(Entries from a data source)
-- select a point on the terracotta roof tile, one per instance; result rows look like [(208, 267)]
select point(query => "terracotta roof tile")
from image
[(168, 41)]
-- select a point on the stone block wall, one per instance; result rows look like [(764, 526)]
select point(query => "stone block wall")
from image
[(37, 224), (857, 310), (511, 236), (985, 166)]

**REQUEST:**
Return the listing above line for line, without any changes.

**EXERCISE RESULT:**
-- select a point on the terracotta roof tile, one per instance; result rows look like [(208, 267)]
select point(query => "terracotta roof tile")
from image
[(168, 41)]
-- select a point on the stone block wall, one per instance; result rows look like [(764, 526)]
select point(query => "stone block wall")
from image
[(37, 224), (857, 310), (511, 236), (985, 166)]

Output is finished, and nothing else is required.